* Aufgabenstellung *
Nennen Sie alle Schauspielerinnen und Schauspieler, die der folgende Auszug zum Film »Irrlicht« aufführt, jeweils mit der Rolle, die ihnen dort zugeordnet wird.

* Vorliegender Auszug *
····················

Das Grundgerüst der Geschichte ist schnell erzählt. Während in der Rahmenhandlung im Jahr 2069 (die Jahreszahl ist nur der erste Hinweis an Rodrigues' Sinn für Albernheit) der alte portugiesische König Alfredo (Joel Branco) auf seinem Sterbebett liegt, spielt sein kleiner Großneffe daneben mit seinem Feuerwehrauto. Was uns direkt zurückführt ins Jahr 2011, in dem Alfredo (nun: Mauro Costa) so gar kein Interesse an Politik und seinen royalen Pflichten hat und zum Entsetzen seiner Mutter beschließt, Feuerwehrmann zu werden. Dass er dort, unter den strengen Augen der Kommandantin (Claudia Jardim, herrlich butch und komisch), wirklich aufblüht, liegt dann allerdings vor allem an seinem ausgesprochen attraktiven Ausbilder Afonso (André Cabral) und dem erotischen Knistern zwischen ihnen beiden, das sich schnell zu einem regelrechten Flächenbrand ausbreitet.

En passant werden in »Irrlicht« tatsächlich große Themen verhandelt: Rassismus und die Klimakatastrophe (inklusive Greta Thunbergs legendärer UN-Rede), der Kolonialismus und seine Folgen sowie Kunstgeschichte und der Umgang mit aus heutiger Sicht fragwürdigen Werken. Doch Rodrigues geht es nicht um komplexe Auseinandersetzungen mit diesen Sujets, sondern eher um ein reizvolles Anfüttern des Subtextes. Genauso ist auch sein Umgang mit den unterschiedlichen Filmgenres ein sehr freier. Science-Fiction, Komödie oder Musical – »Irrlicht« hat gar keine Lust, sich auf irgendetwas festzulegen, sondern hüpft flirrend mal hierhin, mal dorthin.

····················

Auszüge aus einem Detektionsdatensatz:
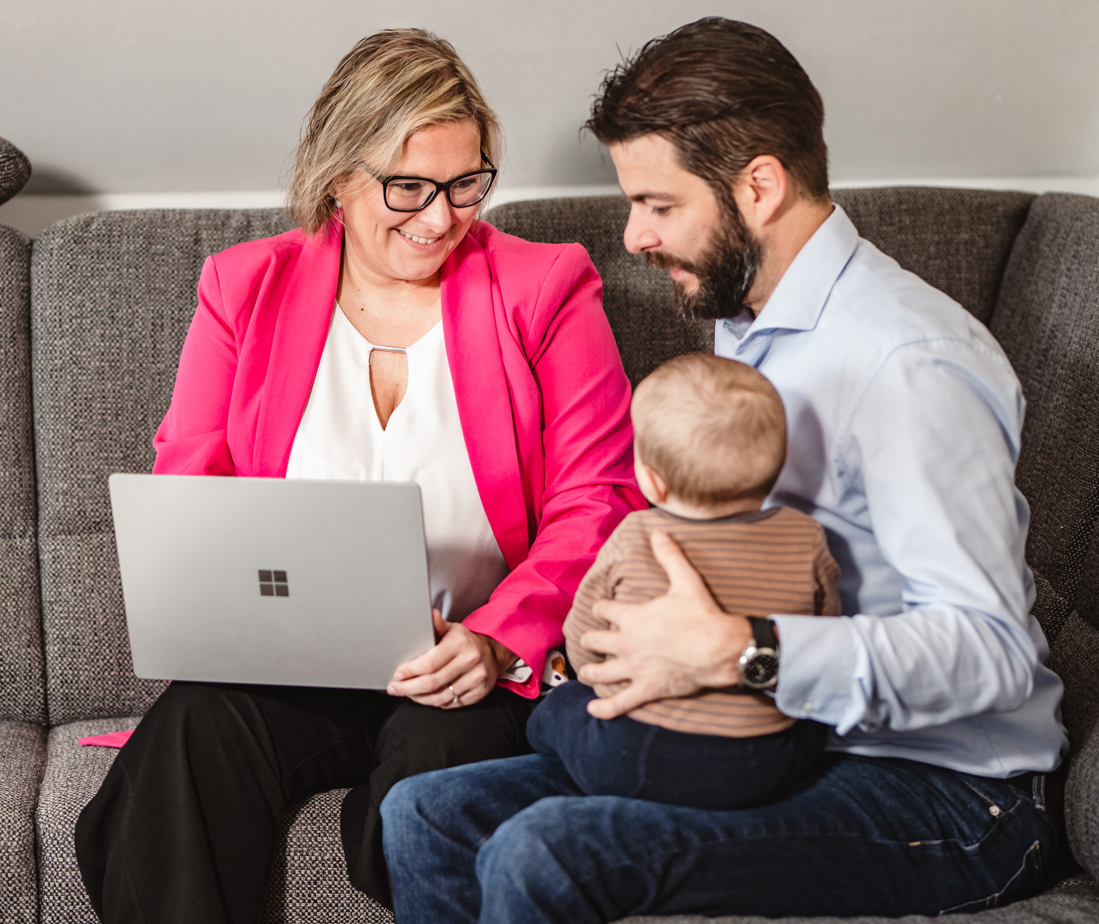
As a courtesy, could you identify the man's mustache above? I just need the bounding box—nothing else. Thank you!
[645,251,699,276]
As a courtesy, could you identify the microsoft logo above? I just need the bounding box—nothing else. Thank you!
[259,570,290,597]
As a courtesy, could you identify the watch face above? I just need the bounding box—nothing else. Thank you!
[744,650,778,687]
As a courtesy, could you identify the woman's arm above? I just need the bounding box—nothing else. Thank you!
[153,257,237,475]
[463,245,647,698]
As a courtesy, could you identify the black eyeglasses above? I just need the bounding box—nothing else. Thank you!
[376,152,497,212]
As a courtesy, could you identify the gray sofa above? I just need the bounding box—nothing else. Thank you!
[0,133,1099,924]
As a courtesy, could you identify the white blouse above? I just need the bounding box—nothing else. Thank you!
[286,304,507,624]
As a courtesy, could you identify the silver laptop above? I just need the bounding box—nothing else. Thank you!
[109,475,435,689]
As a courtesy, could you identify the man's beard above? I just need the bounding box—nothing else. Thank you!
[645,202,763,321]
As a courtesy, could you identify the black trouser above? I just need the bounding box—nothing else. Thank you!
[76,682,533,924]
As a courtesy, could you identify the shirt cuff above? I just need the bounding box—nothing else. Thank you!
[771,615,856,725]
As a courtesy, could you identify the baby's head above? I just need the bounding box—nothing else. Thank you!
[630,353,786,516]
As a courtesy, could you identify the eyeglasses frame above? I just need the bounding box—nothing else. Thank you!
[367,151,499,214]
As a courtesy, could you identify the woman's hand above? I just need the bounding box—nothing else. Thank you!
[386,610,515,709]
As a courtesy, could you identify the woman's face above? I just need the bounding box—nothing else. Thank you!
[333,122,484,283]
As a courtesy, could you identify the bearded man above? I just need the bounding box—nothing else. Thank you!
[382,19,1067,924]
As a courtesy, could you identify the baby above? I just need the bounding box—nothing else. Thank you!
[528,354,840,810]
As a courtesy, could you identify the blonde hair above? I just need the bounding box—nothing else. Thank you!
[287,29,503,236]
[630,353,786,505]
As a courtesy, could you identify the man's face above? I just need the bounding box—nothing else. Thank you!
[610,135,763,319]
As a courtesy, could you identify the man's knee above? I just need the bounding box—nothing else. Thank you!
[477,795,576,894]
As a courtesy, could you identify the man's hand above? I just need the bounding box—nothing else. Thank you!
[579,532,752,719]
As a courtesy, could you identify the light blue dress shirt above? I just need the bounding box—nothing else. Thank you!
[714,207,1068,777]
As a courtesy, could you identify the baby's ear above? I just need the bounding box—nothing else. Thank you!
[637,463,670,503]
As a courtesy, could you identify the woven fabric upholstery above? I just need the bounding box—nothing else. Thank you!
[0,721,46,924]
[618,870,1099,924]
[485,196,713,385]
[486,188,1034,385]
[1048,611,1099,883]
[0,225,46,723]
[990,194,1099,642]
[31,210,289,723]
[0,138,31,205]
[35,717,137,924]
[832,187,1034,324]
[263,789,393,924]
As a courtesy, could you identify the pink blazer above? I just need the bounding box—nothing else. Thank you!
[153,214,646,698]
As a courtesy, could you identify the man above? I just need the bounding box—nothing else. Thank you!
[382,19,1067,924]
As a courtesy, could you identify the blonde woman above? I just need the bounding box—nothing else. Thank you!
[76,30,645,924]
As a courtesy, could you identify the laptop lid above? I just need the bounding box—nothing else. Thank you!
[109,475,435,689]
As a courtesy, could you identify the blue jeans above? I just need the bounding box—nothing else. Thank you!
[381,754,1057,924]
[526,680,829,811]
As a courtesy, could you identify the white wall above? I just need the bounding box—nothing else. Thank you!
[0,0,1099,234]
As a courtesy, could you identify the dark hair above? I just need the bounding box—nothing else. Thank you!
[585,16,829,201]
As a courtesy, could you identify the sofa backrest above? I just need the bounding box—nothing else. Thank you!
[31,210,288,724]
[486,187,1034,385]
[488,189,1099,877]
[990,194,1099,877]
[0,225,46,724]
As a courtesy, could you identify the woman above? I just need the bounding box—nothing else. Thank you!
[77,30,644,924]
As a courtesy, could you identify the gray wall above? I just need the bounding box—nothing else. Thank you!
[0,0,1099,193]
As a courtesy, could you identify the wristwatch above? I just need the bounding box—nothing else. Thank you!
[736,616,778,690]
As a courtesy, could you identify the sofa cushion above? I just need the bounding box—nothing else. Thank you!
[0,720,46,924]
[1048,606,1099,878]
[485,188,1034,385]
[0,225,46,723]
[0,138,31,205]
[989,194,1099,642]
[262,789,393,924]
[832,187,1034,324]
[31,210,289,724]
[35,719,137,924]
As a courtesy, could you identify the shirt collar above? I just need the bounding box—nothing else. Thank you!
[718,205,858,344]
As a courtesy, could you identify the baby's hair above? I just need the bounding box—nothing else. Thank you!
[630,353,786,505]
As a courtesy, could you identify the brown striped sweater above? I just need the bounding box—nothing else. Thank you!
[565,506,840,738]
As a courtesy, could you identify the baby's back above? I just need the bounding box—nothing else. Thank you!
[565,508,840,737]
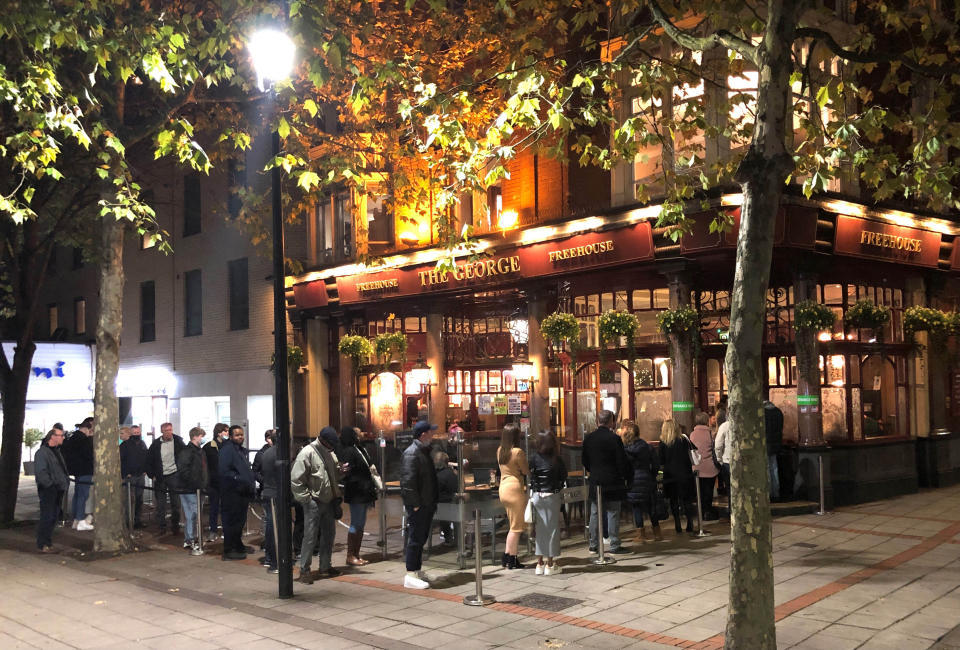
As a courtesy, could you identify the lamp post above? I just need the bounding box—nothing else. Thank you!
[249,29,296,598]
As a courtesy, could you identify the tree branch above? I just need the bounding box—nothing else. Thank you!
[650,0,758,65]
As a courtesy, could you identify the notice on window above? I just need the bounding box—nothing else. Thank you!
[477,394,493,415]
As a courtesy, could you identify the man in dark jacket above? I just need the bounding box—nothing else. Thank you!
[177,427,207,555]
[218,424,257,560]
[203,422,230,541]
[33,429,70,553]
[583,411,633,553]
[763,400,783,501]
[147,422,183,535]
[400,420,439,589]
[63,418,93,530]
[120,425,147,528]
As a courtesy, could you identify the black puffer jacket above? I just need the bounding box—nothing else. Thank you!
[530,452,567,493]
[627,440,660,504]
[400,440,440,508]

····················

* Lösung *
- Joel Branco: der alte König Alfredo im Jahr 2069
- Mauro Costa: Alfredo im Jahr 2011
- Claudia Jardim: die Kommandantin
- André Cabral: der Ausbilder Afonso